WHAT TO PRODUCE —
Can you return the stretch of the movie reviews below from "Biggest suspension of" through "zero quality control.", word for word?

EXTRACT PROVIDED —
Say a what-most-would-consider-mean thing: Even if there was a god, I wouldn’t worship it. Cause seriously, fuck god.

Favorite cameo: Shaley Scott made an appearance! She wasn’t nearly as entertaining.

Least favorite cameo: Erica Roby. Booooo.

Most relatable current event: This photo.

Final review: As much god nonsense as there was in this, which annoys me to no end, I’d rather watch this with a congregation of nosy born-agains than watch Monster one more time.

Ranking:

.5 bee

.5 bee

Monster

monster1

Title: Monster

Director: Erik Estenberg

Writer: Erik Estenberg, David Michael Latt

Starring: Sarah Lieving, Erin Evans

Year released: 2008

Their synopsis: “Footage of a catastrophic event in Japan reveals that it wasn’t actually an earthquake…it was something else.”

My synopsis: They tried to do Cloverfield in Japan, and oh my god did they fail. Failed on the highest level.

Quick review: First of all, worst title ever. Secondly, I love monster movies. One of my absolute favorite genres, especially in the B-movie category. But I hated the holy shit outta this garbage.

Pros: Clearly they’re not pros. They’re amateurs. Rank amateurs.

Cons: It seems that to try and establish a sense of realism, Latt, Lynch, and Sullivan decided to either not use a script, or use a very skeletal script. That’s a risky choice, particularly when none of them has any discernible filmmaking talent. Painful.

Biggest movie cliché: America being blamed for shit, I guess. And Asians being depicted as though they’re from another planet.

Say a nice thing: I liked that they got hurt and later died. Too bad it didn’t actually happen.

Say a mean thing: I wish that instead of Japan, Sarah and Erin went to Aruba to make a movie and met Joran van der Sloot.

Biggest suspension of disbelief: I’d sooner believe Kraken lives in my asshole than half of the shit that goes on in this utter miscue of a film. There was zero quality control.

Most relatable current event: Whatever earthquake happened most recently.

Final review: I was just so disappointed with this mess of a film. I think they were trying, but that almost makes it worse. Overacting, underacting, bad acting. Mindless editing. Truly abysmal.

AVAILABLE DATA —
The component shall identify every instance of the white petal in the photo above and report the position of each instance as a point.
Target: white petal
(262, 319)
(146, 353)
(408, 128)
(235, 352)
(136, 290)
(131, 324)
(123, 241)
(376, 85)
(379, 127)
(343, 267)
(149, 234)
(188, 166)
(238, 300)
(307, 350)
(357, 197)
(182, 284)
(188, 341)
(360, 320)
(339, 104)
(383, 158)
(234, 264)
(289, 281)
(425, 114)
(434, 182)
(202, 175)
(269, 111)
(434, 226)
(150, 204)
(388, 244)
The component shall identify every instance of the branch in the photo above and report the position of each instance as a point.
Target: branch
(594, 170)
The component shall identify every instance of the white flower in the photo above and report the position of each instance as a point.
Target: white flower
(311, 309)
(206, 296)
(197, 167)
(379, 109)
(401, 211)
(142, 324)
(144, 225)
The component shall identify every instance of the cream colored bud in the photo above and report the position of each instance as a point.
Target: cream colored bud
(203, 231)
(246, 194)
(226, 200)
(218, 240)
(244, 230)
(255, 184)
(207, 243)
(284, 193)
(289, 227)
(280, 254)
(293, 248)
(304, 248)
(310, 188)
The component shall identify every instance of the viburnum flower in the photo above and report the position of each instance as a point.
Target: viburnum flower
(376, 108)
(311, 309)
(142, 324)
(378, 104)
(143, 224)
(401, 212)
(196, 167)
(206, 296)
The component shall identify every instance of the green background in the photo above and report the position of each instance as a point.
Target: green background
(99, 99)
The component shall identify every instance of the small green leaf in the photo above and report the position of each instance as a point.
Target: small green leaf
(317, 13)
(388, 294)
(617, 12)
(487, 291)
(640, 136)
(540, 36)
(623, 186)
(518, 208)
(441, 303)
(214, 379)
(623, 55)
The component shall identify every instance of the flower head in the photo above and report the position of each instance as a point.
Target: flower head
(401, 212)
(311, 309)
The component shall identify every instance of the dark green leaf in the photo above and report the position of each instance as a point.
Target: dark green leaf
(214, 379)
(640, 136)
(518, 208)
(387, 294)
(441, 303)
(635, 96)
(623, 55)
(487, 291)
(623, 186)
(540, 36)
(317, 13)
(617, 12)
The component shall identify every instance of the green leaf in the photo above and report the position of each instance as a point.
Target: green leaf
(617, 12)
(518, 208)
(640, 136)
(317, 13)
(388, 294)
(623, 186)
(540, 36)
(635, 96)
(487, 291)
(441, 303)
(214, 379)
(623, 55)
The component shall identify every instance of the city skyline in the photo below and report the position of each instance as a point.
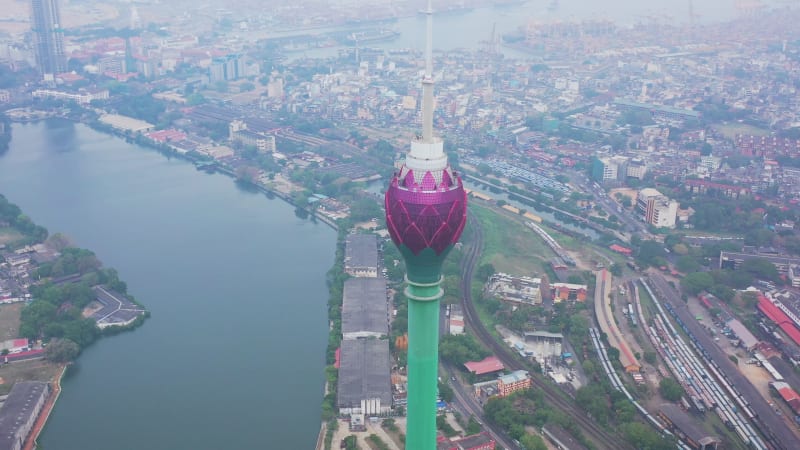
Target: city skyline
(48, 37)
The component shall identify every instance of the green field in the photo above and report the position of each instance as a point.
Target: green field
(8, 235)
(9, 321)
(730, 130)
(509, 245)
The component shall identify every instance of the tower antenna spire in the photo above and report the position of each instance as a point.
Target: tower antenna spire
(427, 80)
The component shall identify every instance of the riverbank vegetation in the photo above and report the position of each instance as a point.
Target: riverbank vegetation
(64, 277)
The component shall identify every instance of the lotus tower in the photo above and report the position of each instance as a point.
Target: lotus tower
(426, 209)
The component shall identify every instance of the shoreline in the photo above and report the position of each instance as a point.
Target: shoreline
(31, 443)
(165, 150)
(41, 421)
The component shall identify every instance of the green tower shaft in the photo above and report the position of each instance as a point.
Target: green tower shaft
(423, 362)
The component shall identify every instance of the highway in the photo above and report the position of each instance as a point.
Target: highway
(776, 431)
(556, 398)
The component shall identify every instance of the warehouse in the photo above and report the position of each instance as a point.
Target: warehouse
(19, 412)
(365, 309)
(364, 377)
(361, 255)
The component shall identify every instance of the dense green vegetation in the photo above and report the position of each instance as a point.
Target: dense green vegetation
(670, 389)
(528, 408)
(12, 215)
(458, 349)
(55, 314)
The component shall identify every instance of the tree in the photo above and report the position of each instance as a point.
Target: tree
(351, 442)
(670, 389)
(61, 350)
(485, 271)
(461, 348)
(761, 269)
(533, 442)
(446, 392)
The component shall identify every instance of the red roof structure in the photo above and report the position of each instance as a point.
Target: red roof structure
(779, 317)
(788, 395)
(487, 365)
(620, 249)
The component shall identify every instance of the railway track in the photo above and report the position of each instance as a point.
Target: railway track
(594, 432)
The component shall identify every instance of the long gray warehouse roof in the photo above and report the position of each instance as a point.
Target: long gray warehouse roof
(364, 372)
(364, 307)
(18, 409)
(361, 250)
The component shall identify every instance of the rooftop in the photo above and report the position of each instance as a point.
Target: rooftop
(514, 377)
(361, 250)
(364, 307)
(685, 423)
(487, 365)
(364, 372)
(18, 409)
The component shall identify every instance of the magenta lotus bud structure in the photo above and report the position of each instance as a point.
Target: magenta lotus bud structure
(426, 210)
(426, 215)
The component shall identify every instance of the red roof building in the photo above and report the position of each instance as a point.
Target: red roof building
(788, 395)
(487, 365)
(621, 250)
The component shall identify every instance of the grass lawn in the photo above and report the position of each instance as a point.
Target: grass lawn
(509, 245)
(35, 370)
(8, 235)
(730, 130)
(9, 321)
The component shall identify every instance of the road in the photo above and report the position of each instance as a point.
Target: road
(556, 398)
(772, 426)
(467, 405)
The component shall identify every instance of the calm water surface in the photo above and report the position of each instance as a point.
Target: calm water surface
(233, 355)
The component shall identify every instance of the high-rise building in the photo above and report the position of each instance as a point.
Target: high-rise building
(426, 209)
(48, 38)
(656, 209)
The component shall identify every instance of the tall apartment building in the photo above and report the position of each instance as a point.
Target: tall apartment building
(656, 209)
(48, 38)
(609, 169)
(228, 68)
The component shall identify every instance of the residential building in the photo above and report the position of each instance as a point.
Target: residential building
(227, 68)
(480, 441)
(526, 290)
(365, 310)
(561, 439)
(610, 169)
(685, 427)
(636, 169)
(656, 209)
(733, 260)
(82, 97)
(568, 291)
(48, 38)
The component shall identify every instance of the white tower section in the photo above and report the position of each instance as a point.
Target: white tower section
(427, 152)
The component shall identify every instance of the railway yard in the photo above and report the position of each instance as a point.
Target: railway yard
(728, 409)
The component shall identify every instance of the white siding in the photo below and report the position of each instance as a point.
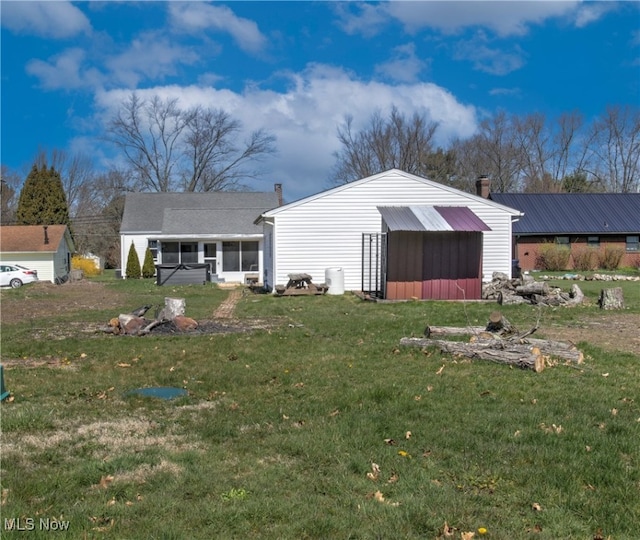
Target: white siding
(325, 231)
(140, 241)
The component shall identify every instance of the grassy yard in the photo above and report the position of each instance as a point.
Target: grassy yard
(314, 425)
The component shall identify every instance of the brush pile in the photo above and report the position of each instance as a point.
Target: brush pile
(499, 341)
(526, 290)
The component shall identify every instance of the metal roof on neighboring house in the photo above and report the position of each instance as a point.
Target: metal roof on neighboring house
(220, 212)
(431, 218)
(574, 213)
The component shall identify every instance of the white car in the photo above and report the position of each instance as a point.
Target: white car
(14, 275)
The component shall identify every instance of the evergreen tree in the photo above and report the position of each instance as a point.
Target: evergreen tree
(42, 199)
(148, 267)
(133, 263)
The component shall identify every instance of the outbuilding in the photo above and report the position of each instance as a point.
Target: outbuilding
(45, 248)
(393, 235)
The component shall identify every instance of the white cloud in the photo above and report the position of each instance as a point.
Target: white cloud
(65, 71)
(504, 18)
(149, 57)
(505, 92)
(489, 59)
(45, 19)
(198, 16)
(304, 118)
(404, 66)
(590, 12)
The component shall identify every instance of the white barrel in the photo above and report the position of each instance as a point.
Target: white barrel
(334, 278)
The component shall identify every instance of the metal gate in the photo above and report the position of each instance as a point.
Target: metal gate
(374, 264)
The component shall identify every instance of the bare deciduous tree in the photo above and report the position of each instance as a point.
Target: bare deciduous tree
(169, 148)
(612, 154)
(76, 173)
(396, 142)
(492, 151)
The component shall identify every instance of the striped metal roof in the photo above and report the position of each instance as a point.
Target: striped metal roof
(431, 218)
(574, 213)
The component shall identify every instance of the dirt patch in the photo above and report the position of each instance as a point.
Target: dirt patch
(610, 331)
(44, 298)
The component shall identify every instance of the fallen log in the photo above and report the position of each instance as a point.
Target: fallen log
(523, 356)
(498, 324)
(506, 299)
(534, 287)
(452, 330)
(549, 348)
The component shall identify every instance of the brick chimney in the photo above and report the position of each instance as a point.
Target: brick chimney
(482, 186)
(278, 190)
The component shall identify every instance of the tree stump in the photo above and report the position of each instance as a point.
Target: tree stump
(498, 324)
(611, 298)
(173, 307)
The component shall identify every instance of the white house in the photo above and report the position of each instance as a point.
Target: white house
(338, 227)
(45, 248)
(215, 228)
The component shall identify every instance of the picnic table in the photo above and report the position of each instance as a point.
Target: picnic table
(300, 284)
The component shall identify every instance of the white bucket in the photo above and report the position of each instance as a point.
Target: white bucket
(334, 278)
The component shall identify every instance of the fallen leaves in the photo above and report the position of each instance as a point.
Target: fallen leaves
(378, 496)
(551, 429)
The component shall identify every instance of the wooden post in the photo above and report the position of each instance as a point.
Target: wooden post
(611, 298)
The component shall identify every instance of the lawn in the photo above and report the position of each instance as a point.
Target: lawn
(314, 423)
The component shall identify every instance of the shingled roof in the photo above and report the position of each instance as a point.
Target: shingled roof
(31, 238)
(574, 213)
(220, 212)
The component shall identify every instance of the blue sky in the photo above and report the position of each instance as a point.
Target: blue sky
(297, 68)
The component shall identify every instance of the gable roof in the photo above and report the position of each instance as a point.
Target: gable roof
(219, 212)
(31, 238)
(390, 172)
(431, 218)
(574, 213)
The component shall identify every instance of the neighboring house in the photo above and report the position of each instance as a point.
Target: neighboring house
(214, 228)
(45, 248)
(577, 220)
(394, 235)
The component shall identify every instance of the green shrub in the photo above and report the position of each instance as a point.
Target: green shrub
(584, 258)
(148, 267)
(610, 257)
(553, 257)
(88, 266)
(133, 263)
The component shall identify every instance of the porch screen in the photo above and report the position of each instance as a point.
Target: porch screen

WRITTEN SOLUTION —
Biggest suspension of disbelief: I’d sooner believe Kraken lives in my asshole than half of the shit that goes on in this utter miscue of a film. There was zero quality control.